[[ THE RECORDS, beginning ]]

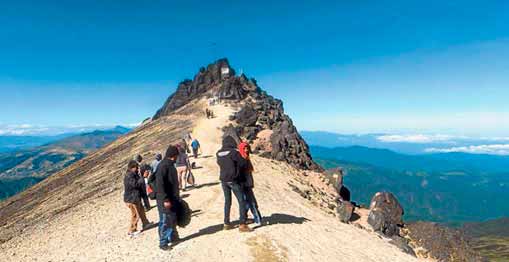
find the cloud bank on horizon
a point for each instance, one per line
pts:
(41, 130)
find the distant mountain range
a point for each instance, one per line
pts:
(412, 143)
(22, 168)
(13, 143)
(491, 238)
(450, 188)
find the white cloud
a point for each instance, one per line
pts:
(37, 130)
(498, 149)
(417, 138)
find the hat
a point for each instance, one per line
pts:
(172, 151)
(132, 164)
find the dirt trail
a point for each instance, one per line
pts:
(296, 230)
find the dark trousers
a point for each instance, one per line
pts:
(252, 204)
(228, 187)
(144, 196)
(167, 225)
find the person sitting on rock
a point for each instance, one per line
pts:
(248, 184)
(230, 163)
(167, 195)
(133, 188)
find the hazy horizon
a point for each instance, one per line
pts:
(407, 68)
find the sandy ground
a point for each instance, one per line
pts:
(296, 230)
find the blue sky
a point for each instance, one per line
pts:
(343, 66)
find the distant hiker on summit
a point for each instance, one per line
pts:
(195, 145)
(248, 184)
(230, 163)
(156, 162)
(167, 195)
(183, 166)
(133, 187)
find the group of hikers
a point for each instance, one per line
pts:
(167, 176)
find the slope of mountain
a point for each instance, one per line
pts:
(24, 168)
(448, 188)
(78, 213)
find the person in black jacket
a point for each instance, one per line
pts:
(133, 188)
(144, 195)
(230, 163)
(167, 194)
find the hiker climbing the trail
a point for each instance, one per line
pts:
(183, 167)
(156, 162)
(230, 163)
(183, 144)
(195, 145)
(341, 189)
(133, 190)
(248, 184)
(144, 196)
(167, 195)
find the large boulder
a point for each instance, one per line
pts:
(386, 214)
(247, 116)
(344, 211)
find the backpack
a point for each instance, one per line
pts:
(195, 145)
(150, 187)
(183, 213)
(190, 178)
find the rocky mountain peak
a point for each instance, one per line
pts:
(261, 119)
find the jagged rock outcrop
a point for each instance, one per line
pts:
(188, 90)
(259, 112)
(441, 243)
(386, 215)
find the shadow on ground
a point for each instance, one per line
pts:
(274, 219)
(277, 218)
(207, 185)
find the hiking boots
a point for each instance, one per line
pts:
(165, 248)
(243, 228)
(134, 234)
(227, 227)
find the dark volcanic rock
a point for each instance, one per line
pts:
(188, 90)
(442, 243)
(386, 215)
(259, 111)
(344, 211)
(247, 116)
(402, 244)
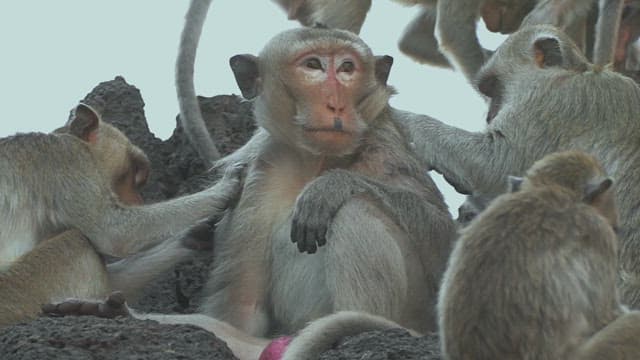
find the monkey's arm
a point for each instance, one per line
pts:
(321, 199)
(247, 153)
(472, 162)
(419, 42)
(122, 231)
(456, 34)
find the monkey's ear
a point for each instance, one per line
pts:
(547, 52)
(293, 8)
(84, 123)
(595, 190)
(383, 68)
(247, 73)
(515, 182)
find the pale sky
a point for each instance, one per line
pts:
(55, 52)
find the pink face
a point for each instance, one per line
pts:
(329, 83)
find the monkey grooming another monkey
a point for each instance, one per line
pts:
(545, 97)
(534, 275)
(85, 178)
(80, 177)
(330, 171)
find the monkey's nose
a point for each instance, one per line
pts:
(337, 124)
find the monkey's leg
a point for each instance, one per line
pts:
(61, 267)
(362, 267)
(619, 340)
(419, 41)
(456, 35)
(235, 292)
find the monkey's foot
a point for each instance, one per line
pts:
(112, 307)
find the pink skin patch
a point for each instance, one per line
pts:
(276, 348)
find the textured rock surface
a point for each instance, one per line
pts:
(175, 170)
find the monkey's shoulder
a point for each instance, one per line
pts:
(37, 150)
(543, 215)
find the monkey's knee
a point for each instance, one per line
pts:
(368, 269)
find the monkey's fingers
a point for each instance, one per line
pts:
(112, 307)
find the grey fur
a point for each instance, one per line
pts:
(63, 203)
(533, 277)
(387, 230)
(545, 109)
(53, 182)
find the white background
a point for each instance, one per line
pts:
(55, 52)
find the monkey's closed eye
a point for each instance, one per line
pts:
(313, 63)
(347, 66)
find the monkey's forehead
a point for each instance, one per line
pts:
(298, 40)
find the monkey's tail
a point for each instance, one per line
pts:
(321, 334)
(190, 114)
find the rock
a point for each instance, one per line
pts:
(175, 169)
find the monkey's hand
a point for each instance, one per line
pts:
(546, 12)
(114, 305)
(317, 205)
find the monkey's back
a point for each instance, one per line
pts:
(520, 280)
(31, 166)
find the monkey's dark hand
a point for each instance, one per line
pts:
(113, 306)
(317, 205)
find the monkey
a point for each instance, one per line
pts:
(455, 27)
(626, 53)
(334, 176)
(336, 14)
(330, 172)
(544, 97)
(417, 41)
(534, 275)
(443, 33)
(46, 258)
(83, 176)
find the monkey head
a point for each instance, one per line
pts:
(576, 173)
(316, 89)
(124, 164)
(510, 71)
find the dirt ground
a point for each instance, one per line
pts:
(176, 170)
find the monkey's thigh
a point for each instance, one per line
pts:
(65, 266)
(362, 267)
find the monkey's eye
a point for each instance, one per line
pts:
(313, 63)
(347, 66)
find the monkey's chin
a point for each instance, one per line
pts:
(332, 143)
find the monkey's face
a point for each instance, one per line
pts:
(327, 84)
(504, 16)
(124, 164)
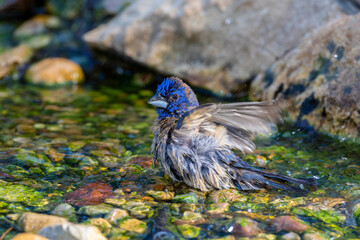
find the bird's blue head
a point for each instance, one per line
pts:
(173, 98)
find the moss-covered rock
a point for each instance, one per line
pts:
(52, 71)
(134, 225)
(11, 192)
(116, 215)
(32, 159)
(226, 195)
(161, 195)
(95, 210)
(191, 197)
(33, 222)
(14, 57)
(189, 231)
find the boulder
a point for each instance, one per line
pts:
(14, 57)
(28, 236)
(320, 79)
(52, 71)
(215, 44)
(33, 222)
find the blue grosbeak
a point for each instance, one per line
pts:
(193, 142)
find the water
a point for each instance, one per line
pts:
(53, 141)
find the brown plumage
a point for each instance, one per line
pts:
(193, 143)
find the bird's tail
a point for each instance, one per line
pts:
(273, 180)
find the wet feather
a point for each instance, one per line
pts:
(194, 142)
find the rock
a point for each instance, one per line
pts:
(65, 9)
(225, 196)
(90, 194)
(217, 208)
(116, 215)
(215, 44)
(96, 210)
(32, 159)
(100, 223)
(191, 197)
(33, 222)
(246, 227)
(142, 161)
(189, 231)
(118, 202)
(192, 216)
(141, 212)
(356, 212)
(12, 58)
(71, 231)
(289, 223)
(290, 236)
(313, 236)
(10, 192)
(51, 71)
(134, 225)
(113, 7)
(64, 210)
(319, 79)
(28, 236)
(36, 25)
(110, 161)
(161, 195)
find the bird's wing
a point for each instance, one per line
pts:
(234, 124)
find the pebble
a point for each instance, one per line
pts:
(70, 231)
(33, 222)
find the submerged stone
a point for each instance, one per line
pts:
(14, 57)
(71, 231)
(52, 71)
(313, 235)
(118, 202)
(161, 195)
(36, 25)
(290, 236)
(89, 194)
(65, 210)
(191, 197)
(115, 215)
(290, 224)
(246, 227)
(141, 212)
(134, 225)
(33, 222)
(32, 159)
(191, 216)
(101, 223)
(96, 210)
(189, 231)
(65, 9)
(10, 192)
(28, 236)
(217, 208)
(225, 195)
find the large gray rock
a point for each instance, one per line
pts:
(217, 44)
(71, 231)
(320, 79)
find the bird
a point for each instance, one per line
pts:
(194, 143)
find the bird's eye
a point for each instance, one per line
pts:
(174, 97)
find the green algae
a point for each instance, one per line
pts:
(15, 193)
(189, 231)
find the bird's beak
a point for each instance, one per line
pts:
(158, 101)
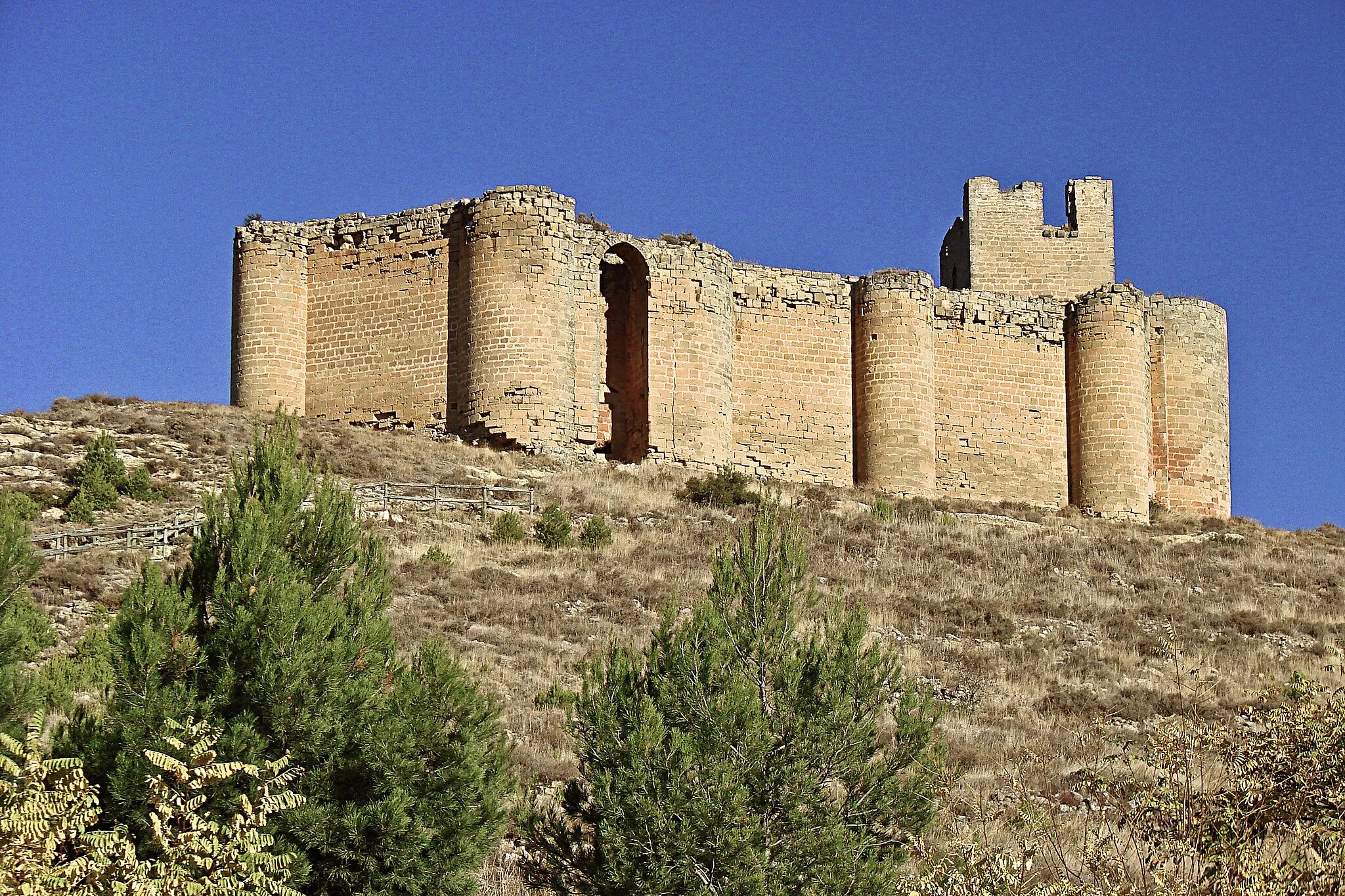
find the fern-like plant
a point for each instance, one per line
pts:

[[ THE RECORDS, end ]]

■ TASK INSTRUCTIONS ■
Print out the entries above word for word from the first line to the line containing "find the dirt trail", both included, omitting the pictures.

■ ANSWER TO THE PROBLEM ■
find the cloud bank on horizon
a point for each instance, one per line
pts:
(41, 130)
find the distant mountain range
a point for each instance, one per line
pts:
(412, 143)
(22, 168)
(13, 143)
(491, 238)
(450, 188)
find the white cloud
a point for each instance, one per line
pts:
(37, 130)
(498, 149)
(417, 138)
find the hat
a point for each instance, one per line
pts:
(172, 151)
(132, 164)
find the dirt trail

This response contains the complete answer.